Output all the entries word for word. Omit the pictures.

═══ Data supplied

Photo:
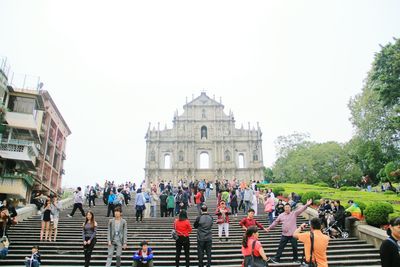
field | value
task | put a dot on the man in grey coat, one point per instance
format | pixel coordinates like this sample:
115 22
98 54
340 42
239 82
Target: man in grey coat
203 224
117 237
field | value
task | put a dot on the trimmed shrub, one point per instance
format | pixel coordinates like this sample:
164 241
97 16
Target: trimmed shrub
394 215
377 214
311 194
349 188
321 184
278 190
389 192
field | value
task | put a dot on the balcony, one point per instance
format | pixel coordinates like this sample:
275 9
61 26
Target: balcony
19 150
25 121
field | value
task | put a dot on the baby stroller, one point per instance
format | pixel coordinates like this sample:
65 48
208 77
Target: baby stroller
334 230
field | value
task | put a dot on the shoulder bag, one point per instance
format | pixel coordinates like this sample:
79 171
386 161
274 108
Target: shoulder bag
253 261
310 263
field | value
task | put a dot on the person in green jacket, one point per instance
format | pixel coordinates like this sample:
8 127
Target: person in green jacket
170 204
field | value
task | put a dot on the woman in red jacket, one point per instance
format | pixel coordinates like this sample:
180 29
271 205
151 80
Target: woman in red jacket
183 229
223 220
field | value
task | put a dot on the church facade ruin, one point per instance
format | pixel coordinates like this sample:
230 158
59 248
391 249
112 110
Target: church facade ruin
203 144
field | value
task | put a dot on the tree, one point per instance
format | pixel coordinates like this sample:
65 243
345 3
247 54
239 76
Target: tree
386 73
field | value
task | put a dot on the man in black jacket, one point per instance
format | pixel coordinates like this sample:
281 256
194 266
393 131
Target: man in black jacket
339 214
390 249
203 224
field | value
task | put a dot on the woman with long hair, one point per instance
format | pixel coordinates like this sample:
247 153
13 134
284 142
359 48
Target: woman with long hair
250 244
89 229
183 229
46 218
139 205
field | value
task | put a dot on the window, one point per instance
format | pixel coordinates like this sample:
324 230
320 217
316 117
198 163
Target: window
241 161
227 155
152 156
203 132
255 155
204 160
167 161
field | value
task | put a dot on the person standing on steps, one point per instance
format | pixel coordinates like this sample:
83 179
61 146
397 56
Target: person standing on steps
78 201
56 207
89 230
288 219
139 205
117 237
203 224
183 229
223 220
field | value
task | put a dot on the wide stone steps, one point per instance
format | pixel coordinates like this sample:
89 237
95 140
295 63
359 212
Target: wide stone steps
67 251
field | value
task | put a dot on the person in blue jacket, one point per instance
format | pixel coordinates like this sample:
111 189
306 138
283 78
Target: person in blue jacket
144 256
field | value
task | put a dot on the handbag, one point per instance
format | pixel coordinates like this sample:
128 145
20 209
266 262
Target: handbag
174 234
253 261
310 263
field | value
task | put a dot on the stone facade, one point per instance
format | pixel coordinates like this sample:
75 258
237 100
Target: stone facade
203 144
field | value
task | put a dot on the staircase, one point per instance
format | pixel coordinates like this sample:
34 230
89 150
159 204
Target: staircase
67 251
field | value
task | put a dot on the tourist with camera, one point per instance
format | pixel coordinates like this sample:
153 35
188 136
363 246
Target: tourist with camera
315 243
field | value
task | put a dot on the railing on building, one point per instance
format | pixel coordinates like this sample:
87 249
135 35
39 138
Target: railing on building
16 175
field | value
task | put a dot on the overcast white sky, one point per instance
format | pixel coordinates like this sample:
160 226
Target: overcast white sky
114 66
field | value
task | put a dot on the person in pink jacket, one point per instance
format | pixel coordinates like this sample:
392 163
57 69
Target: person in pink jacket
269 207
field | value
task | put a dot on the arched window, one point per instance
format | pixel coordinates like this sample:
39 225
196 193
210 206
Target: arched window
255 155
241 161
203 132
204 160
167 161
227 155
152 156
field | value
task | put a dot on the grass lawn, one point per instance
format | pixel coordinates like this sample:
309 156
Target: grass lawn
343 196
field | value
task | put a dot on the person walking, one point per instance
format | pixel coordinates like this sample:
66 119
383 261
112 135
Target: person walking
78 201
234 203
314 240
46 218
56 207
288 219
223 213
183 229
389 250
269 208
250 221
203 224
89 230
139 205
251 246
163 204
117 237
144 256
170 204
92 197
110 201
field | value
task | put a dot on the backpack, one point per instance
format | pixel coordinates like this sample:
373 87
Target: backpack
147 197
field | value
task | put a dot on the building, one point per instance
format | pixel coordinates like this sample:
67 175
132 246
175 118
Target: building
21 117
32 140
54 133
203 144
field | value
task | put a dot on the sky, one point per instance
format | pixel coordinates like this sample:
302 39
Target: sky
114 66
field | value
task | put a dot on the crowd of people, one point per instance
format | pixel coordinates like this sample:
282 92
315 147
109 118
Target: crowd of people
168 200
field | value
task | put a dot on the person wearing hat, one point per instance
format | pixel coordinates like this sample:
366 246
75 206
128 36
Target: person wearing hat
390 248
144 256
203 224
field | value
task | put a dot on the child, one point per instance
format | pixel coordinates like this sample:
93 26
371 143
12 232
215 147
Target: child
144 256
4 247
34 260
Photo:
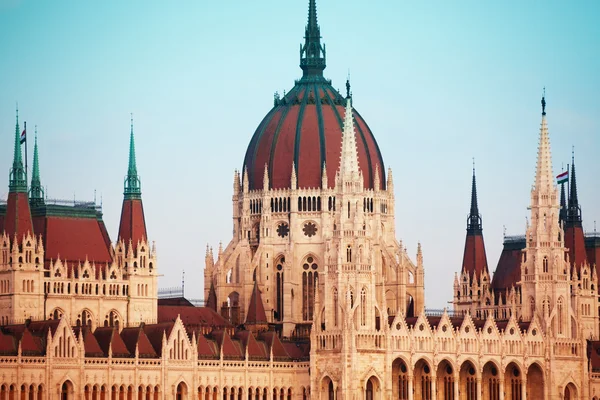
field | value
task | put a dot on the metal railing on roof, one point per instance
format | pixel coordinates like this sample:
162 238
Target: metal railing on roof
438 312
514 238
170 293
74 203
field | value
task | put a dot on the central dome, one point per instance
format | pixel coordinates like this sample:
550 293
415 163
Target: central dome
305 128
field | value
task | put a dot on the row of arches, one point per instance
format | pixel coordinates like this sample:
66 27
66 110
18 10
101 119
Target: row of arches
121 392
86 318
239 393
24 392
86 288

══════

▶ **Response below**
Photo:
field | value
task | put a dot on the man in grey coat, one point per instance
format | pixel coordinates like this sample:
115 22
98 54
340 42
239 82
Target: man in grey coat
203 224
117 237
field | value
task | put a dot on the trimmed shrub, one point per instance
format | pixel coordinates like this sample:
164 241
97 16
Target: trimmed shrub
394 215
377 214
311 194
349 188
321 184
278 190
389 192
field | value
task | put a dot on the balcony, one point per instance
format | pixel coordinates like this sample:
275 9
61 26
Target: balcony
19 150
25 121
field | value
task | put a dot on the baby stroller, one point per instance
format | pixel coordinates like this sample:
65 48
208 77
Target: baby stroller
334 230
field | value
task | put a dot on the shoulder bag, one point per instance
format | pixel coordinates like this sample:
79 171
386 161
274 108
Target: shoulder bag
253 261
310 263
field | value
task | put a dot on the person in green jacket, one point per instance
format | pixel coordinates like this sample:
8 127
Target: person in green jacket
170 204
field | value
task | put a dot on the woman in red jacket, one point per instance
format | pixel coordinates like this sample:
180 29
271 205
151 80
Target: woman in red jacket
183 229
223 220
field | value
task | put a dot on the church facade ruin, one point per instance
format | pixel coordinates like this sample:
230 158
59 248
391 249
112 110
Target: church facade ruin
203 144
field | value
task | put a dot on the tree, one point per instance
format | pixel coordinates like this sample:
65 243
345 3
247 54
239 76
Target: tree
386 73
field | value
task | put a dot on the man in black jacket, one point per instance
format | pixel coordinates like this sample:
281 256
194 266
393 131
Target: man in black jacket
339 214
390 249
203 224
field | value
task | put a dot on the woman with long hair, one point per instance
format | pixel coordinates like this sample:
247 153
13 134
284 142
359 48
Target: woman with long hair
250 244
89 229
183 229
46 218
139 205
field | value
task | put a dot on the window, one point per instance
format | pixel coordinates like this sample:
324 230
320 217
316 117
198 163
Target: window
241 161
227 155
152 156
203 132
255 155
204 160
167 161
field | value
task | put a dot on the person standing on steps, one point per instance
format | pixel coordinates like this sample:
83 179
61 146
397 56
Target: person standing on steps
78 201
56 207
89 230
288 219
139 205
117 237
203 224
183 229
223 220
field | value
task | put a dot on the wide stone steps, one point per instance
format | pixel coordinates like this sample:
89 237
95 140
295 63
359 212
Target: wide stone steps
67 251
field | value
task | put a dot on the person in blue jacket, one point per instance
format | pixel coordinates like this sample:
111 189
306 138
283 78
Target: person in blue jacket
144 256
field | value
task | put a dot on the handbag, one point per instance
format | pixel coordinates like this sample:
128 145
20 209
266 262
Target: handbag
174 234
253 261
310 263
field | value
task | put a dot on the stone facade, one point per instance
format | pixel coordinates like this sample:
75 258
237 100
Target: stone facade
203 144
field | value
task | put a dot on the staircase, one point per instance
format | pixel coordinates like this sample:
34 230
89 150
159 204
Target: staircase
67 251
field | value
task | put a dot on the tourist with camera, one point per instance
format | pixel coordinates like this sample:
153 35
188 136
363 246
Target: tourist with camera
315 243
field | value
task | put a dot on the railing on building, one point per instance
format | pixel coordinates like this sample:
87 249
135 35
39 138
Target: railing on building
16 175
field | value
task | put a dot on the overcast white sky, one point per instance
format | pixel coordinates like this sample:
160 226
Target: overcast white sky
114 66
field | value
task | put a dot on the person in pink jacket, one point per instance
format | pixel coordinates like this sample:
392 163
57 69
Target: person in pink jacket
269 207
field | value
task | put a dot on the arched window, one point per instance
format | pixel coordinates like this sample:
39 225
196 193
210 206
Target: arched window
255 155
241 161
203 132
204 160
167 161
227 155
152 156
field | value
task | put a dot on the grass lawn, one point per instance
format | pixel coordinates like this sample:
309 156
Target: grass lawn
343 196
field | value
task | put a dot on the person walking, one point per instance
format | pixel coordinates like this sample:
66 119
383 261
112 135
Target: person walking
78 201
234 203
314 240
46 218
56 207
288 219
223 213
183 229
389 250
269 208
250 221
203 224
89 230
139 205
251 246
163 204
117 237
144 256
170 204
92 197
110 201
field | value
task | put a dot on the backpack, one point per instance
format | pixel coordinates like this sample:
373 87
Target: backpack
147 197
field | value
task | put a dot on the building, one point per instance
format | pixel coordinates like this sample:
67 175
132 246
175 118
Target: building
21 117
32 140
54 133
203 144
field | value
task | put a dot on the sky, one point per instance
format | pixel coordinates like this sample:
302 39
Target: sky
114 66
field | value
task | put a dot on the crowd of people, one point per instance
format | pixel coordinates like this sample:
282 92
315 147
109 118
Target: crowd of people
168 200
field | value
task | put a dot on the person wearing hat, one point per instance
format | pixel coordinates like this sample:
366 246
75 206
128 36
Target: person wearing hat
390 248
144 256
203 224
field | value
task | put a dot on the child, one point per instance
format | pixel coordinates like this sample:
93 26
371 143
12 232
215 147
Target: child
144 256
4 247
34 260
Photo:
field | value
task | put a dot on the metal railing on roof, one point per instance
format | pixel coordinates like this sample:
162 238
Target: metal railing on roof
438 312
514 238
170 293
74 203
field | value
task | put a dot on the central dome, one point per instance
format | pixel coordinates like this sample:
550 293
415 163
Target: central dome
305 128
field | value
task | put a dot on the row of arches, one point per instance
format | pixel coordinates like this sample:
66 27
66 110
18 10
101 119
Target: row of arches
121 392
86 318
239 393
24 392
86 288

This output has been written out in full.